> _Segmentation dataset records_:

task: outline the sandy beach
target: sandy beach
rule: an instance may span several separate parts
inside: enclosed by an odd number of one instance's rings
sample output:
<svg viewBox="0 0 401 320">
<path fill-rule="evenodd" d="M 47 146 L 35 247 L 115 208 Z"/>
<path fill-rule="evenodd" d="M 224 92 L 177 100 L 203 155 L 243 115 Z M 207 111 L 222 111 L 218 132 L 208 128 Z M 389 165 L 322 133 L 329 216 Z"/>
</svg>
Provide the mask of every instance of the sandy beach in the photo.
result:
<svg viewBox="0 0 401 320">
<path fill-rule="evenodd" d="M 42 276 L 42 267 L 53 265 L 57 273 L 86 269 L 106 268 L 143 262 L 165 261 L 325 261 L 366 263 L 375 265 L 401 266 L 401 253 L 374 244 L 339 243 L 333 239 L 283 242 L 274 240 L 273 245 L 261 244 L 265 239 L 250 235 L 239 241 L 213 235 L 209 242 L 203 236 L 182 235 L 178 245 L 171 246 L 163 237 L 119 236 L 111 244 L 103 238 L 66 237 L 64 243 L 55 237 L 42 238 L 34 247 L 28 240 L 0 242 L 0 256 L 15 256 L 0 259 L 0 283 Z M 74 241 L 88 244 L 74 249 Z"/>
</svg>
---
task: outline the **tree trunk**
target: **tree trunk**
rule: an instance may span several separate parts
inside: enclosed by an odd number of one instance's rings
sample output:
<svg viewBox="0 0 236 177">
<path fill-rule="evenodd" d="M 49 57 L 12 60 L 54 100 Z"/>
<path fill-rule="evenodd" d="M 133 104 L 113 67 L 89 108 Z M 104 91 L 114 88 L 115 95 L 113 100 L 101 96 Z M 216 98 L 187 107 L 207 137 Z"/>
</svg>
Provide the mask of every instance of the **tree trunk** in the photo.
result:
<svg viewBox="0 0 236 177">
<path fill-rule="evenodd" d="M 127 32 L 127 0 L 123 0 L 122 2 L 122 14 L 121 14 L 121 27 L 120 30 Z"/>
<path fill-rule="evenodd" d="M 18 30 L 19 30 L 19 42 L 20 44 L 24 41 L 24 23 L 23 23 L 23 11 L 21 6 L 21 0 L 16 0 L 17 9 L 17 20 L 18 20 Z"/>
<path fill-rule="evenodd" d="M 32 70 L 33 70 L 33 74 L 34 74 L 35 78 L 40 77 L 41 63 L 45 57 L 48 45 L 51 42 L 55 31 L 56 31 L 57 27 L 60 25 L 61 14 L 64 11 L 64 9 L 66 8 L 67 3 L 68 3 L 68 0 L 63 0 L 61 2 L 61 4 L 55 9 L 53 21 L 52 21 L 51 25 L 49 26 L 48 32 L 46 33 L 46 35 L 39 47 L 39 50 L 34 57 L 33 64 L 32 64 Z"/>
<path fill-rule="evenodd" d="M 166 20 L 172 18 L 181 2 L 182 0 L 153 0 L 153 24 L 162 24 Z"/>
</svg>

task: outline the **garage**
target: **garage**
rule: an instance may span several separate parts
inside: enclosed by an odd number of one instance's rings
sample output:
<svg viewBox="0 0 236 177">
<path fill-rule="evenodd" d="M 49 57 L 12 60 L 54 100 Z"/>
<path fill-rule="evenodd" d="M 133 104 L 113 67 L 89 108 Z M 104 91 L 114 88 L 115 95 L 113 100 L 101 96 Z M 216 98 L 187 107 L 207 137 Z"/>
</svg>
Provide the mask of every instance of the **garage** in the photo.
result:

> _Work to be completed_: Output the lines from the one containing "task: outline the **tree trunk**" through the one containing "18 30 L 19 30" as a JSON list of strings, with one string per line and blank lines omitted.

> _Result for this exercise_:
[
  "task: outline the **tree trunk**",
  "target: **tree trunk**",
  "rule: an instance may span several separate parts",
  "inside: enclosed by an odd number of one instance's rings",
  "sample output:",
  "<svg viewBox=\"0 0 236 177\">",
  "<path fill-rule=\"evenodd\" d=\"M 49 57 L 12 60 L 54 100 Z\"/>",
  "<path fill-rule=\"evenodd\" d=\"M 133 104 L 113 67 L 89 108 Z M 104 91 L 114 88 L 115 95 L 113 100 L 101 96 Z M 216 98 L 187 107 L 207 137 Z\"/>",
  "</svg>",
  "Provide the mask of every instance of the **tree trunk** in the photo.",
  "result:",
  "<svg viewBox=\"0 0 236 177\">",
  "<path fill-rule=\"evenodd\" d=\"M 127 32 L 127 0 L 123 0 L 122 2 L 122 14 L 121 14 L 121 27 L 120 30 Z\"/>",
  "<path fill-rule=\"evenodd\" d=\"M 18 30 L 19 30 L 19 42 L 20 44 L 24 41 L 24 23 L 23 23 L 23 11 L 21 6 L 21 0 L 16 0 L 17 9 L 17 20 L 18 20 Z\"/>"
]